## PASSAGE GIVEN
● ● ● ● ●
FN3. Accord Caballero v. Archer, No. SA–04–CA–561–OG, 2007 WL 628755, at *4 (W.D.Tex. Feb. 1, 2007); Alaubali v. Rite Aid Corp., No. C 06–5787 SBA, 2007 WL 3035270, at *5 (N.D.Ca. Oct. 16, 2007), aff’d, 320 F. App’x 765 (9th Cir.2009).

 

In this case, FedEx retained Fresh Start to move goods from one service center to another. Fresh Start selected its drivers without FedEx oversight and operated under its own authority as a registered motor carrier, rather than under FedEx’s authority. One need not refer to the definition of shipper elsewhere in the extensive FMCSR regulations to determine that FedEx was acting as a shipper in this transaction. As the Second Circuit commented in Lyons v. Lancer Insurance Co., “The shipper is the entity that purchases the transportation services of the carrier.” 681 F.3d 50, 59 (2d Cir.2012) (emphasis added), cert. denied, 133 S.Ct. 1242 (2013). Because FedEx was not acting as a motor carrier, it had no duty—nondelegable or otherwise—to require that driver Velichkov observe his FMCSR duties by reason of 49 C.F.R. § 390.11. The district court properly granted summary judgment rejecting this theory.

 

III. The Negligent Entrustment Theory.

Plaintiffs’ complaint alleged that FedEx was liable because it negligently entrusted its trailers to Velichkov. Under Nebraska law,

 

it is negligence to permit a third person to use a thing or to engage in an activity which is under the control of the actor, if the actor knows or should know that such person intends or is likely to use the thing or to conduct himself in a manner as to create an unreasonable risk of harm to others.
● ● ● ● ●
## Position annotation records
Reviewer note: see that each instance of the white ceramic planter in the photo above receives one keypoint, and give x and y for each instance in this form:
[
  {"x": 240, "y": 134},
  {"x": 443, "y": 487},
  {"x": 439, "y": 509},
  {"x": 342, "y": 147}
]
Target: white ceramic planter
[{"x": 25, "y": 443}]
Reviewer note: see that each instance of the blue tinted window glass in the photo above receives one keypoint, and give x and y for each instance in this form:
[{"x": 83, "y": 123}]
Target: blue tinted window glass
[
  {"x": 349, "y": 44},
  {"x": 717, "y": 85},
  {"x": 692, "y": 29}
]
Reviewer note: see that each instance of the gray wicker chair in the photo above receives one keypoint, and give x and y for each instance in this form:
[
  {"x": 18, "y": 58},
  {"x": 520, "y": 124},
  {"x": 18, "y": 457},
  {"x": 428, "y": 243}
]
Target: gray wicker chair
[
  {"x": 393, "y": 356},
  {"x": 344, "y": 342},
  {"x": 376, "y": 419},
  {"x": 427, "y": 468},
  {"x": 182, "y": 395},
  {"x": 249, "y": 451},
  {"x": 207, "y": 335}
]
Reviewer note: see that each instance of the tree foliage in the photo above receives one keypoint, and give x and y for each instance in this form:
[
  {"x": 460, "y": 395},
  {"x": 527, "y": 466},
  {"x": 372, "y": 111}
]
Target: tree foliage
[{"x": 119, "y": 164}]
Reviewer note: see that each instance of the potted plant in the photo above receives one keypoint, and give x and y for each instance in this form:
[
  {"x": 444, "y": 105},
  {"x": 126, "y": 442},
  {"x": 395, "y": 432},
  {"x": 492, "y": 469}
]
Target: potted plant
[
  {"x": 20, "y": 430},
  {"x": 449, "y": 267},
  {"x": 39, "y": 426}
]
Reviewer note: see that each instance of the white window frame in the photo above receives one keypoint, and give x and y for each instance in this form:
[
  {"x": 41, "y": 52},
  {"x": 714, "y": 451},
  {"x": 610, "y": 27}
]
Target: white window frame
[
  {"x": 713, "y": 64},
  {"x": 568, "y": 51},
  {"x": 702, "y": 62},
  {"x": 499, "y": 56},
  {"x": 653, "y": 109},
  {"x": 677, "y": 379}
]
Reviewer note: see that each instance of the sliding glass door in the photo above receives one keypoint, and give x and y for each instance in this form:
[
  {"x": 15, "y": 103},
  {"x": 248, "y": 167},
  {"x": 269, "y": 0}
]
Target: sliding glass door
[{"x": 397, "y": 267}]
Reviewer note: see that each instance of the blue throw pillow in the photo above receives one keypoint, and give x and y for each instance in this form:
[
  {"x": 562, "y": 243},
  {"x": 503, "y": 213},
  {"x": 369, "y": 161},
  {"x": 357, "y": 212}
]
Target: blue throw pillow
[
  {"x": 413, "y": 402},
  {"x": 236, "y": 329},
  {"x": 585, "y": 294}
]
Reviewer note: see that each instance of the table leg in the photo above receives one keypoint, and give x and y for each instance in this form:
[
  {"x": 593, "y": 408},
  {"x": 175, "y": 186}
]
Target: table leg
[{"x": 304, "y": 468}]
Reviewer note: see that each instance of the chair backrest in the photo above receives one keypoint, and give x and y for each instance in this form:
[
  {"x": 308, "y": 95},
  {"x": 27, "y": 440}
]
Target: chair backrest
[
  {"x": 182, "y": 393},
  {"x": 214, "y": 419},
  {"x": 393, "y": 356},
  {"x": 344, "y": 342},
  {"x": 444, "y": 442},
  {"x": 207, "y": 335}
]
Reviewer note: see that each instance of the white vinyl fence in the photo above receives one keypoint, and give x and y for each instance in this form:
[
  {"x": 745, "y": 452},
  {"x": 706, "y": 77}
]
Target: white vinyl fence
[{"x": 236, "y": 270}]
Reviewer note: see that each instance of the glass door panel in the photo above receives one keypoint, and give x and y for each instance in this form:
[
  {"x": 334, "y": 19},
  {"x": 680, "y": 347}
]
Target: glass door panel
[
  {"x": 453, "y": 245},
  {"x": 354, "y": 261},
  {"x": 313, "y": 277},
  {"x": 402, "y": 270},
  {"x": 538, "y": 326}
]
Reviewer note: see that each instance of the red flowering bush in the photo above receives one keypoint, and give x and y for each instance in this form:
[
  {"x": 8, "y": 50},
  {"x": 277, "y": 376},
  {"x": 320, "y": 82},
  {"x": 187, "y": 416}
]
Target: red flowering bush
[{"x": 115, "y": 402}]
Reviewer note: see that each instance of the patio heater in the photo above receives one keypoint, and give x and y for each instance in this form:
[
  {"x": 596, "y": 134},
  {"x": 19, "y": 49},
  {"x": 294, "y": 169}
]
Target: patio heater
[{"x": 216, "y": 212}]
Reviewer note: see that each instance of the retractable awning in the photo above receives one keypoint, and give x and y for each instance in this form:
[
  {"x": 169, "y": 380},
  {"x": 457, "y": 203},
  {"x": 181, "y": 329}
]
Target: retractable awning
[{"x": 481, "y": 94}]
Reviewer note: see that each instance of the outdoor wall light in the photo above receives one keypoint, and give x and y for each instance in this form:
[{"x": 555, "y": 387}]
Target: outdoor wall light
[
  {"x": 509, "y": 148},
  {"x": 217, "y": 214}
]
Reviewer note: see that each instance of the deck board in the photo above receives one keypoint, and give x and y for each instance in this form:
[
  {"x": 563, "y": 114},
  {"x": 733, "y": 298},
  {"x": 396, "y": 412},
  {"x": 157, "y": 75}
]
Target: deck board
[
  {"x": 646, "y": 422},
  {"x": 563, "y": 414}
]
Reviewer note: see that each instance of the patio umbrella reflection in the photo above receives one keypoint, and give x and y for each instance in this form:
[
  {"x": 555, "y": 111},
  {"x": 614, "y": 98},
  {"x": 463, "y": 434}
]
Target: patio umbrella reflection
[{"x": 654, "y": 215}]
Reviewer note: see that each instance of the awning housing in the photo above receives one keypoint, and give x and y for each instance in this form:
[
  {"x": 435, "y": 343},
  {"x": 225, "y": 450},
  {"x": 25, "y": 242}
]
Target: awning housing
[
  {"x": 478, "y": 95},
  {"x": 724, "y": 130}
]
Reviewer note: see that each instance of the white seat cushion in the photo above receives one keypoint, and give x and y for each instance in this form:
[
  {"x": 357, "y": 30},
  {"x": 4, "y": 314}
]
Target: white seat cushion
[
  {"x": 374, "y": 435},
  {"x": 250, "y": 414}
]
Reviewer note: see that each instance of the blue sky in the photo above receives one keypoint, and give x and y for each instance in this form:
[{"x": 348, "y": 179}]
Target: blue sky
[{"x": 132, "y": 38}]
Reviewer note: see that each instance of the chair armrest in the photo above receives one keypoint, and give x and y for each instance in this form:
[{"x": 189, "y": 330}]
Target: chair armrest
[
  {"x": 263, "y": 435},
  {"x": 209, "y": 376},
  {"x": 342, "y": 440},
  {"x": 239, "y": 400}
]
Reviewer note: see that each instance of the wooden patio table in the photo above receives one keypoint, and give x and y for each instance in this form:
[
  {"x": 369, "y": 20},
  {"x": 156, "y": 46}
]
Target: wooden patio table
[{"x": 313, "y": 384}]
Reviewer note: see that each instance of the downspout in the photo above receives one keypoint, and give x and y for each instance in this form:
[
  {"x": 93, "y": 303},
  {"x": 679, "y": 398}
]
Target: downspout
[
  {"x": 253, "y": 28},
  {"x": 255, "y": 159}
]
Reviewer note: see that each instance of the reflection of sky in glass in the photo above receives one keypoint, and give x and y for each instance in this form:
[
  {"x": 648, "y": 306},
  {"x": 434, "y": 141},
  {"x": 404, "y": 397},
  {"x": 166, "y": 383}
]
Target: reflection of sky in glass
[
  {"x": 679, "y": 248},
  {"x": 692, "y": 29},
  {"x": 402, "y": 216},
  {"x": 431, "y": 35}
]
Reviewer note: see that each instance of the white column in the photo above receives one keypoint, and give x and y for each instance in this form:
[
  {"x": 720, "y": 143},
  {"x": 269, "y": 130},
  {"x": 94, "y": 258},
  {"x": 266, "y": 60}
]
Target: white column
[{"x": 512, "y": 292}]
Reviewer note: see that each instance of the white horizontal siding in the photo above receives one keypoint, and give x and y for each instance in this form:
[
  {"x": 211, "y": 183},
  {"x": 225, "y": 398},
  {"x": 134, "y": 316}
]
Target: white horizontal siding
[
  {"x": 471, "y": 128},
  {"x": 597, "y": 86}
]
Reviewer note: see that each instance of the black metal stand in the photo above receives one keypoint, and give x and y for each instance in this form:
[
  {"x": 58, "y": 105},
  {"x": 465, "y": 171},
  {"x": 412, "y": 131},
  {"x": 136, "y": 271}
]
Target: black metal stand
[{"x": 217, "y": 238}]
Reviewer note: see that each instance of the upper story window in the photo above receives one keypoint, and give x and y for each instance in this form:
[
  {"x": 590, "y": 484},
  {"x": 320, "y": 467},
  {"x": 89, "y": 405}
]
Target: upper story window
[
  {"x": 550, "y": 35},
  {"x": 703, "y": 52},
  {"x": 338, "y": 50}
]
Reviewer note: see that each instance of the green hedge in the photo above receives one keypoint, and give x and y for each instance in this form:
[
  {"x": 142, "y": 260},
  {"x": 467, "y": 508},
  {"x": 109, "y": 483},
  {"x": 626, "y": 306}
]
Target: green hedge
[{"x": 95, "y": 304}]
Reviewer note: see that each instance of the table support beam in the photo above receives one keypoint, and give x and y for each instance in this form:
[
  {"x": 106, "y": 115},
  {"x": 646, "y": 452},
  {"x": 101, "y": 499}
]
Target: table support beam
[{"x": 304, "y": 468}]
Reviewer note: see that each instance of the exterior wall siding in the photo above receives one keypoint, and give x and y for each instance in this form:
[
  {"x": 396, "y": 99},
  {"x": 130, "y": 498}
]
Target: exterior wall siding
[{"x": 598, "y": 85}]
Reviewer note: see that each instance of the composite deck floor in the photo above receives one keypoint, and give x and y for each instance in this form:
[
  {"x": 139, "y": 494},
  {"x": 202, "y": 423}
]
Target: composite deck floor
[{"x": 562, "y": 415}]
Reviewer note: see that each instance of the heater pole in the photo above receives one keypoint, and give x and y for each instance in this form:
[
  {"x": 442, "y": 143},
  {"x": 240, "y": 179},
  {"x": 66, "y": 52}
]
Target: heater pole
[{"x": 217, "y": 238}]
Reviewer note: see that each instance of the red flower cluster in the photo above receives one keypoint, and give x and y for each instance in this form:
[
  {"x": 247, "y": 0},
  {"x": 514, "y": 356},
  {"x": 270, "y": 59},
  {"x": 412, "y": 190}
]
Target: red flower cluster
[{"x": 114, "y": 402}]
● ● ● ● ●
## THE EXERCISE
Using the court passage, answer each question in a phrase: 1. What did FedEx retain Fresh Start to do? 2. Which court is quoted as saying "The shipper is the entity that purchases the transportation services of the carrier"? 3. What did the plaintiffs' complaint allege FedEx negligently entrusted to Velichkov? These lines are separate material and have no connection to the passage.

## REPLY
1. To move goods from one service center to another.
2. The Second Circuit, in Lyons v. Lancer Insurance Co.
3. Its trailers.